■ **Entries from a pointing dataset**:
◆ ◆ ◆

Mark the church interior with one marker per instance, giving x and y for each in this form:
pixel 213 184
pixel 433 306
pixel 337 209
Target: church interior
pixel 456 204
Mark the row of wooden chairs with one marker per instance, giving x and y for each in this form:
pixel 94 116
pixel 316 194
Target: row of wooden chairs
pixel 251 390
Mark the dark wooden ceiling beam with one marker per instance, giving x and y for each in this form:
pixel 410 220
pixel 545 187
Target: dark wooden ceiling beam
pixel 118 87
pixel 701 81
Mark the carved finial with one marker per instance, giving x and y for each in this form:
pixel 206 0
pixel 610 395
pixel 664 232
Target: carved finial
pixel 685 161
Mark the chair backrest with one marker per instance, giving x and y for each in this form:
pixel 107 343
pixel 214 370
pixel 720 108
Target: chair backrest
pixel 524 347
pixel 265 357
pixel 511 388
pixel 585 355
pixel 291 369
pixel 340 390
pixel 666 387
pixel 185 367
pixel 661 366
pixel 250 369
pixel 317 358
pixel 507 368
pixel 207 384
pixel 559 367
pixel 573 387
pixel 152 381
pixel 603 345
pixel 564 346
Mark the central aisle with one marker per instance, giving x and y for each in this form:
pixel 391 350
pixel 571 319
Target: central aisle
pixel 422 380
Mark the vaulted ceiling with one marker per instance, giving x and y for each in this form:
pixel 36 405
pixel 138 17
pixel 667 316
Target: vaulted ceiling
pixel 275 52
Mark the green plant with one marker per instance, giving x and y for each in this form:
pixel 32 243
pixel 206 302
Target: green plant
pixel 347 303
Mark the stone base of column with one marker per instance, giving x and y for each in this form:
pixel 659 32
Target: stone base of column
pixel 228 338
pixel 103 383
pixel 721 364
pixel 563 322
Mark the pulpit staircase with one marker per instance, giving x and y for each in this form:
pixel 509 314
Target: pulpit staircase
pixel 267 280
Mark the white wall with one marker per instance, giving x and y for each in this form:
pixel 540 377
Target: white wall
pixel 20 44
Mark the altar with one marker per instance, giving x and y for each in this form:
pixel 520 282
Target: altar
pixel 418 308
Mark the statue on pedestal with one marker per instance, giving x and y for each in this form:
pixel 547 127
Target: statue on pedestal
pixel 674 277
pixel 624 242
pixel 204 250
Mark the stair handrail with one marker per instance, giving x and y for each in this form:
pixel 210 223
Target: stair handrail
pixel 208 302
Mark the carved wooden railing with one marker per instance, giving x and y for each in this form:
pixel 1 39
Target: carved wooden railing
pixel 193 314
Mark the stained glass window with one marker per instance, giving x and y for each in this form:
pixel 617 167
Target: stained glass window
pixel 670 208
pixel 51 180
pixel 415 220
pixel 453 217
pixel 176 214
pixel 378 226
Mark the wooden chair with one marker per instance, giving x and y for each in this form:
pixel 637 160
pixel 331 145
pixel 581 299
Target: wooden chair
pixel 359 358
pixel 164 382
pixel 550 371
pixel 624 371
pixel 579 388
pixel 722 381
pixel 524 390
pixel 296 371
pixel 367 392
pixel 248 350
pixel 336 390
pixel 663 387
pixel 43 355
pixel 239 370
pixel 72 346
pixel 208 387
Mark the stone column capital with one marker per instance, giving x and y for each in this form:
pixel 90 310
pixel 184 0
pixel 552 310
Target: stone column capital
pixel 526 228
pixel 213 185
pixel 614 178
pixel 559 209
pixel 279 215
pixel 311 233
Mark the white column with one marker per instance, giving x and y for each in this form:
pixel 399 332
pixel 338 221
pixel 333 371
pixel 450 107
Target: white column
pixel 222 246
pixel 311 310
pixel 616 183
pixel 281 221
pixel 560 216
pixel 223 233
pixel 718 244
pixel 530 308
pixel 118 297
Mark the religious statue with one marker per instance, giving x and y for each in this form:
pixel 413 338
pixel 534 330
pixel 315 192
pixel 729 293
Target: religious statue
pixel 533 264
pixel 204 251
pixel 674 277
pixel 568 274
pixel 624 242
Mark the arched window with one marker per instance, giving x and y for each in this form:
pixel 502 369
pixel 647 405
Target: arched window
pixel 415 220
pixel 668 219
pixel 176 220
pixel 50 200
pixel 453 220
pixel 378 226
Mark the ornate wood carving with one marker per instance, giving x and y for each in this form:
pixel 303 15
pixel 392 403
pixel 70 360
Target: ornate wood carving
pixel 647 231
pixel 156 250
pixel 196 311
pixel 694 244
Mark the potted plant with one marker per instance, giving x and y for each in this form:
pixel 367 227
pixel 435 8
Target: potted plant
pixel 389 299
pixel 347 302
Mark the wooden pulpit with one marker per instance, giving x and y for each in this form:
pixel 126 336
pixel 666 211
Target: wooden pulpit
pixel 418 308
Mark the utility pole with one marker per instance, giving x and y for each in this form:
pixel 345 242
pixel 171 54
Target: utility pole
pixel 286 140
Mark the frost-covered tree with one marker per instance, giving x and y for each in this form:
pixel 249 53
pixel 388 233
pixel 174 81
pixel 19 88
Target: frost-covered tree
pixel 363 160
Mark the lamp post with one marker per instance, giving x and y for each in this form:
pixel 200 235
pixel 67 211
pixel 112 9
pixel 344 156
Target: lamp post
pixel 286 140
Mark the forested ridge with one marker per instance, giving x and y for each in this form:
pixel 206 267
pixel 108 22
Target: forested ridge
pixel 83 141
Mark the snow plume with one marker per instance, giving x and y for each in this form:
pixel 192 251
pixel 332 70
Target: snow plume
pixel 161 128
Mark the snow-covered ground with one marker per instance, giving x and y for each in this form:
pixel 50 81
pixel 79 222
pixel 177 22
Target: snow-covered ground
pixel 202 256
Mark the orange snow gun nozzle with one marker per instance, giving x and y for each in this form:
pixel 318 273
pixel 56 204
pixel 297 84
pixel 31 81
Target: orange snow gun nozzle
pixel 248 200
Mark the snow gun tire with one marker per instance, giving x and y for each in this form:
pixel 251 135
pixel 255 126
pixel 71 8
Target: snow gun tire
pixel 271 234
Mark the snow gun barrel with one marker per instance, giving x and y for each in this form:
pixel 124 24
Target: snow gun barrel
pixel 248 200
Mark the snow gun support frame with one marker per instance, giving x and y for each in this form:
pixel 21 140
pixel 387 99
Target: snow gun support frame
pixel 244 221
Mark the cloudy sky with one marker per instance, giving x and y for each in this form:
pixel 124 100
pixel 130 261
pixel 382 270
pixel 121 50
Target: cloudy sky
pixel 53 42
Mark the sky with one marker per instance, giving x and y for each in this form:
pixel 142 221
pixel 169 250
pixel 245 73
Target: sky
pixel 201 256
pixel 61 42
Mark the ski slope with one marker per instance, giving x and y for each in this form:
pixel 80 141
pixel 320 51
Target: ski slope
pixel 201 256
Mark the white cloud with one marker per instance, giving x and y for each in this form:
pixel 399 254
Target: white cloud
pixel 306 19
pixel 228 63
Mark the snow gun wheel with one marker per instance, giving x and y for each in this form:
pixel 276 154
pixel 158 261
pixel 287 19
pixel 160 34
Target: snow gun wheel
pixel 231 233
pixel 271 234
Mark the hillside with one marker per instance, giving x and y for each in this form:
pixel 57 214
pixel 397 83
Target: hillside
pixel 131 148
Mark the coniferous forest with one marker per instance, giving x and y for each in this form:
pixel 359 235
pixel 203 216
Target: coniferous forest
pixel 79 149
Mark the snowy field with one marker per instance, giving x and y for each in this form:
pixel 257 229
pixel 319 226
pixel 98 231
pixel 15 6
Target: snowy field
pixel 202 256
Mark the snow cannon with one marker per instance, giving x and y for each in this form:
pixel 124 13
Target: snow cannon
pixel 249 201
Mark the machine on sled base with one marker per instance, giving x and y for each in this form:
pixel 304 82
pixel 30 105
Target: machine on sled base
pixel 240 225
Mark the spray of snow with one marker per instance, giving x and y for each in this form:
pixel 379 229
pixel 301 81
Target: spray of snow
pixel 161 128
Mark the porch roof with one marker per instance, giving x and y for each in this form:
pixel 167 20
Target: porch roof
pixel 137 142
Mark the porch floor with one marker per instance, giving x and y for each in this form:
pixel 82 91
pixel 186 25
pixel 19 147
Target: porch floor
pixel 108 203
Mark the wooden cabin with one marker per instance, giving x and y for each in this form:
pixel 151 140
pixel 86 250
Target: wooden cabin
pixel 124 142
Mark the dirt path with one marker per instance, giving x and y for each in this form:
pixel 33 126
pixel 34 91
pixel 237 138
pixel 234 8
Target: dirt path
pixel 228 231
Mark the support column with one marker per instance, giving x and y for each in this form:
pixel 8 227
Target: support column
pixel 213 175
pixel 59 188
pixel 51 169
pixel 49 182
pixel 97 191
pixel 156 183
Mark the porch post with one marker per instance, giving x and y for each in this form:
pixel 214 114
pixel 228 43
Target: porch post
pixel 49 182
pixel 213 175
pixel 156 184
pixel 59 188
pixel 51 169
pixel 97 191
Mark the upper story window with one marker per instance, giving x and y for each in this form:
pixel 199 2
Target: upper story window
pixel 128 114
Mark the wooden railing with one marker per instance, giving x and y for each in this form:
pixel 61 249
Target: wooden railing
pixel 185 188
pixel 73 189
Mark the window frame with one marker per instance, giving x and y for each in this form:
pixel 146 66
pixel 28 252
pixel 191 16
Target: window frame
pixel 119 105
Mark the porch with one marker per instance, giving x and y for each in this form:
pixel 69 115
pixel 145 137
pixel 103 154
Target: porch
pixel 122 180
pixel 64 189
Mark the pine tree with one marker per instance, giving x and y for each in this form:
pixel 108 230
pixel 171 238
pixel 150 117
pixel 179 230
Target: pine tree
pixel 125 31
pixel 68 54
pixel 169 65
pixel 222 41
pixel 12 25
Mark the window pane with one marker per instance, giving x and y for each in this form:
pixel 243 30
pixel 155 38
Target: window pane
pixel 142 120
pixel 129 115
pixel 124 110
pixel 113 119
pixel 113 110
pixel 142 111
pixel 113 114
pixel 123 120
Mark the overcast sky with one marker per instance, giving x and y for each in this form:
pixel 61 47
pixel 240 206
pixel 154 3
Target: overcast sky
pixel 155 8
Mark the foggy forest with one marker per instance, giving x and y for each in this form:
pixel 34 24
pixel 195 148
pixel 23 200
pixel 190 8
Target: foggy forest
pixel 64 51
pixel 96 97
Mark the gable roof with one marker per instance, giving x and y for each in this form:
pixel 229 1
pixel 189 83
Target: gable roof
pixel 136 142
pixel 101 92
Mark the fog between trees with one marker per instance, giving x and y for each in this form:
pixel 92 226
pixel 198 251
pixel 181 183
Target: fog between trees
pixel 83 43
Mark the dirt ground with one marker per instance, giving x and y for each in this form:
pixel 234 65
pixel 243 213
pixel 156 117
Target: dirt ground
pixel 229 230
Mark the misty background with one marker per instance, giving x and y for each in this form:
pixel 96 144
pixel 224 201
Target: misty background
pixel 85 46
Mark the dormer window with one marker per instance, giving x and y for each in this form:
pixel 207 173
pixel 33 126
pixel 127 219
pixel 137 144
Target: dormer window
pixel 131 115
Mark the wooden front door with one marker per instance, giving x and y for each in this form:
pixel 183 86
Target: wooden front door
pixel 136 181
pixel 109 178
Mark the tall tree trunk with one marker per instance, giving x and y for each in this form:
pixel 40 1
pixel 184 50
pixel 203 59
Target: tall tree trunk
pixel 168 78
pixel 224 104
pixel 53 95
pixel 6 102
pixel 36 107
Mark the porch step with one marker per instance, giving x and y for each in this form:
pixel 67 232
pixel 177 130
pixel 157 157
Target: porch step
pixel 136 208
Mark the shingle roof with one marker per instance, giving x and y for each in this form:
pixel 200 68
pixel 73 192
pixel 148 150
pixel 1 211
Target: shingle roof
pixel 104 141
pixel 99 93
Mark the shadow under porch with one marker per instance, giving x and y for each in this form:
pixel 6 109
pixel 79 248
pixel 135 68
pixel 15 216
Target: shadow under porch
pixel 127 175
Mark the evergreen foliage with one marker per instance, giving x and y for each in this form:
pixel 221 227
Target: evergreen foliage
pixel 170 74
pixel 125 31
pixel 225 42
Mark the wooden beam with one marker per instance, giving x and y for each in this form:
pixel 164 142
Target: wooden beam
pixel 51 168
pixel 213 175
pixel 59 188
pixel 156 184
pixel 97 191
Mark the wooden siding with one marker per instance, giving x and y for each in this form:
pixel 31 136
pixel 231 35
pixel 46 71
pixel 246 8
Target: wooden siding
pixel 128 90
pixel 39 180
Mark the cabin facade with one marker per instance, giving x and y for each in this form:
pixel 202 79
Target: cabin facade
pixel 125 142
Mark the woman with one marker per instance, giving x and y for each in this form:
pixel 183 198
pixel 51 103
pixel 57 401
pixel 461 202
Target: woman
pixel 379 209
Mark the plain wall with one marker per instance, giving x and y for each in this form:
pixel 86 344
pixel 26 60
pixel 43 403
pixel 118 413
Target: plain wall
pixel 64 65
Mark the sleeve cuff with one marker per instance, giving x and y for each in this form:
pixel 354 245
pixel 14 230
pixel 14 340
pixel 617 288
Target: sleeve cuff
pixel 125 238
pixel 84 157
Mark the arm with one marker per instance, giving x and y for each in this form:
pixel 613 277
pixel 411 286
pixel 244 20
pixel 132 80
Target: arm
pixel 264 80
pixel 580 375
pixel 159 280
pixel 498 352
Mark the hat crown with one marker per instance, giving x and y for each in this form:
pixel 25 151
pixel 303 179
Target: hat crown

◆ ◆ ◆

■ **Job**: Please write out every line from the very first one down to the line containing "pixel 251 390", with both ends included.

■ **Final answer**:
Mark the church interior with one marker per instance, giving x and y for each in this form:
pixel 213 184
pixel 433 306
pixel 337 209
Target: church interior
pixel 456 204
Mark the row of wooden chairs with one marker per instance, giving x and y for each in this form:
pixel 94 116
pixel 316 194
Target: row of wooden chairs
pixel 251 390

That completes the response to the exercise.